Copy out every line below word for word, but leave out the pictures.
** RECORDED DATA follows **
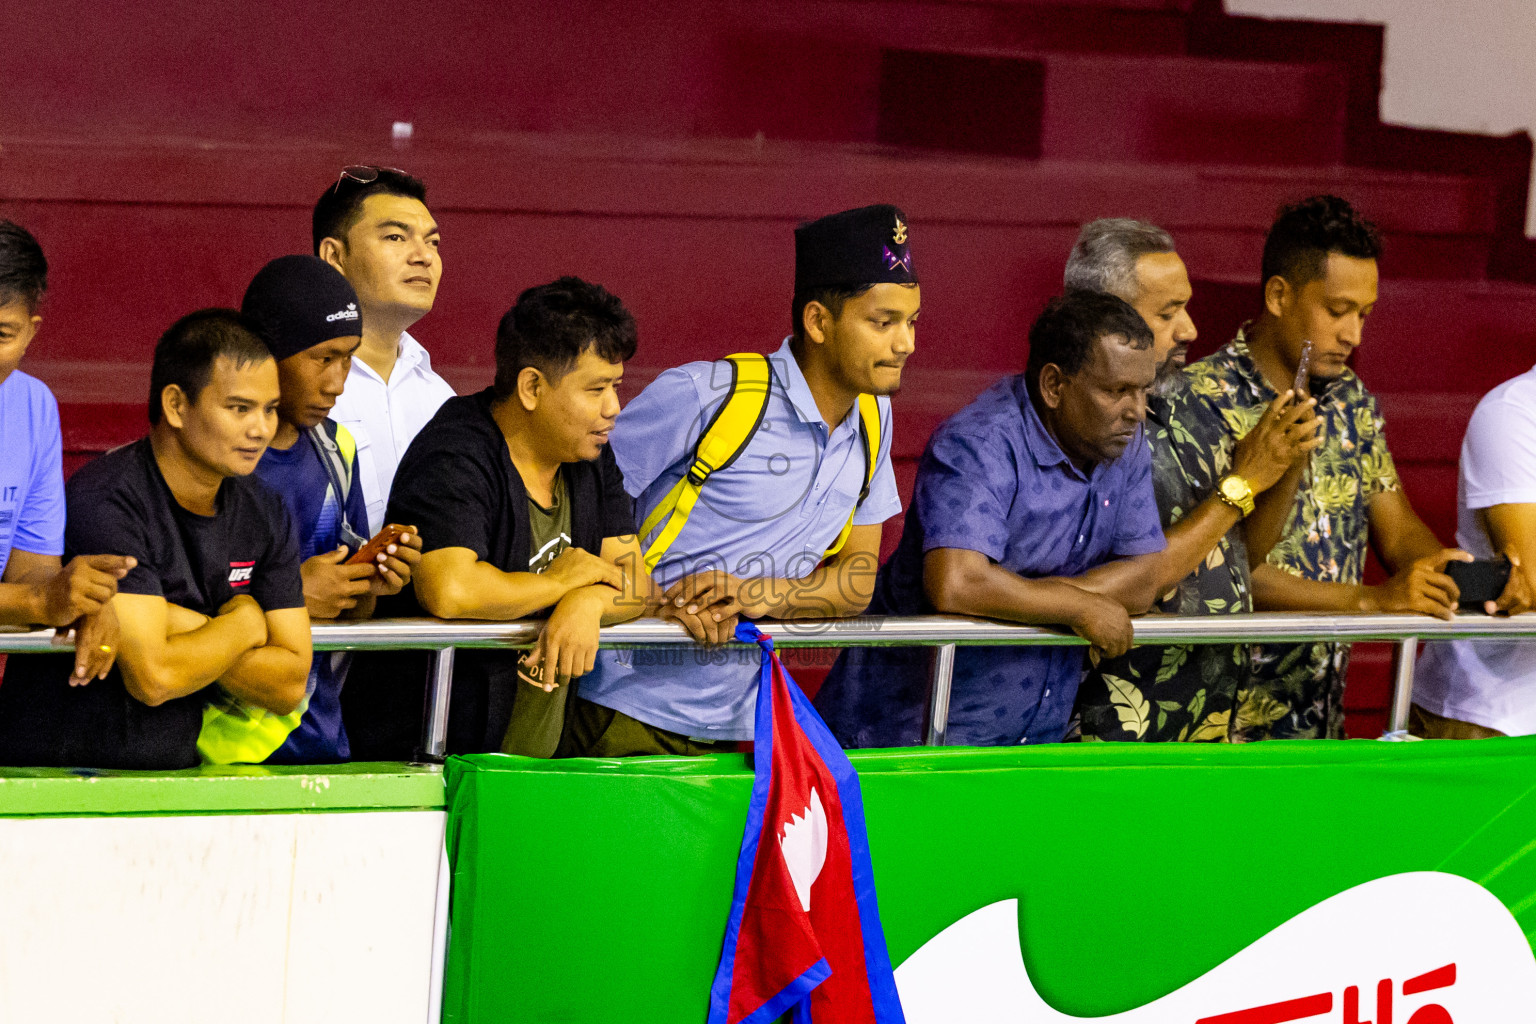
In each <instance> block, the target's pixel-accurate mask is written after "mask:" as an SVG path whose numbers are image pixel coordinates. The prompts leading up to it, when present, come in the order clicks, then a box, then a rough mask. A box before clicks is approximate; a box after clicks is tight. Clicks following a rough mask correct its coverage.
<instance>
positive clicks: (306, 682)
mask: <svg viewBox="0 0 1536 1024" xmlns="http://www.w3.org/2000/svg"><path fill="white" fill-rule="evenodd" d="M264 619H266V623H267V640H266V643H263V645H261V646H258V648H255V649H253V651H247V652H246V654H244V656H241V657H240V659H238V660H237V662H235V663H233V665H232V666H230V668H229V669H227V671H226V672H223V674H220V677H218V683H220V686H223V688H224V689H227V691H229V692H230V694H232V695H235V697H238V699H240V700H243V702H246V703H249V705H257V706H258V708H266V709H267V711H270V712H272V714H280V715H286V714H290V712H292V711H293V709H295V708H298V706H300V703H301V702H303V700H304V691H306V688H307V683H309V669H310V660H312V646H310V634H309V613H307V611H306V609H304V608H280V609H276V611H267V613H264Z"/></svg>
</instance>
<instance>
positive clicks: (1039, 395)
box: [1025, 289, 1152, 398]
mask: <svg viewBox="0 0 1536 1024" xmlns="http://www.w3.org/2000/svg"><path fill="white" fill-rule="evenodd" d="M1117 335H1118V336H1120V338H1124V339H1126V344H1129V345H1130V347H1132V348H1149V347H1150V345H1152V329H1150V327H1147V322H1146V321H1144V319H1141V313H1138V312H1135V309H1132V307H1130V304H1129V302H1126V301H1124V299H1123V298H1120V296H1117V295H1109V293H1107V292H1083V290H1077V289H1074V290H1071V292H1068V293H1064V295H1058V296H1055V298H1054V299H1051V301H1049V302H1046V309H1044V310H1043V312H1041V313H1040V316H1038V318H1035V322H1034V325H1032V327H1031V329H1029V361H1028V364H1026V365H1025V381H1026V382H1028V384H1029V395H1031V396H1034V398H1038V396H1040V370H1043V368H1044V367H1046V364H1049V362H1054V364H1055V365H1058V367H1060V368H1061V372H1063V373H1066V375H1068V376H1071V375H1074V373H1077V372H1080V370H1081V368H1083V367H1084V365H1087V359H1089V353H1092V352H1094V345H1095V344H1098V339H1100V338H1109V336H1117Z"/></svg>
** End of RECORDED DATA **
_ANSWER TO THIS EXERCISE_
In each <instance> block, the target's pixel-accurate mask is written after "mask:" as an SVG path whose numbers are image pixel coordinates. The prompts leading up to it, when present, come in the order clicks, then a box, then a rough mask. A box before clicks is approximate; a box after clicks is tight. Clicks following a rough mask correct its coverage.
<instance>
positive clicks: (306, 682)
mask: <svg viewBox="0 0 1536 1024" xmlns="http://www.w3.org/2000/svg"><path fill="white" fill-rule="evenodd" d="M264 619H266V623H267V640H266V643H263V645H261V646H258V648H255V649H253V651H247V652H246V654H244V656H241V657H240V659H238V660H237V662H235V663H233V665H232V666H230V668H229V669H227V671H226V672H223V674H220V677H218V683H220V686H223V688H224V689H227V691H229V692H230V694H232V695H235V697H238V699H240V700H243V702H246V703H249V705H257V706H258V708H266V709H267V711H270V712H272V714H280V715H286V714H290V712H292V711H293V709H295V708H298V706H300V703H301V702H303V700H304V691H306V688H307V683H309V669H310V660H312V646H310V634H309V613H307V611H306V609H304V608H280V609H276V611H267V613H264Z"/></svg>
</instance>
<instance>
positive clicks: (1039, 395)
box: [1025, 289, 1152, 398]
mask: <svg viewBox="0 0 1536 1024" xmlns="http://www.w3.org/2000/svg"><path fill="white" fill-rule="evenodd" d="M1117 335H1118V336H1120V338H1124V339H1126V344H1129V345H1130V347H1132V348H1149V347H1150V345H1152V329H1150V327H1147V322H1146V321H1144V319H1141V313H1138V312H1135V309H1132V307H1130V304H1129V302H1126V301H1124V299H1123V298H1120V296H1117V295H1109V293H1107V292H1083V290H1077V289H1074V290H1071V292H1068V293H1064V295H1058V296H1055V298H1054V299H1051V301H1049V302H1046V309H1044V310H1043V312H1041V313H1040V316H1038V318H1035V322H1034V325H1032V327H1031V329H1029V361H1028V364H1026V365H1025V381H1026V382H1028V384H1029V395H1031V396H1034V398H1038V396H1040V370H1043V368H1044V367H1046V364H1049V362H1054V364H1055V365H1058V367H1060V368H1061V372H1063V373H1066V375H1068V376H1071V375H1074V373H1077V372H1080V370H1081V368H1083V367H1084V365H1087V359H1089V353H1092V352H1094V345H1095V344H1098V339H1100V338H1109V336H1117Z"/></svg>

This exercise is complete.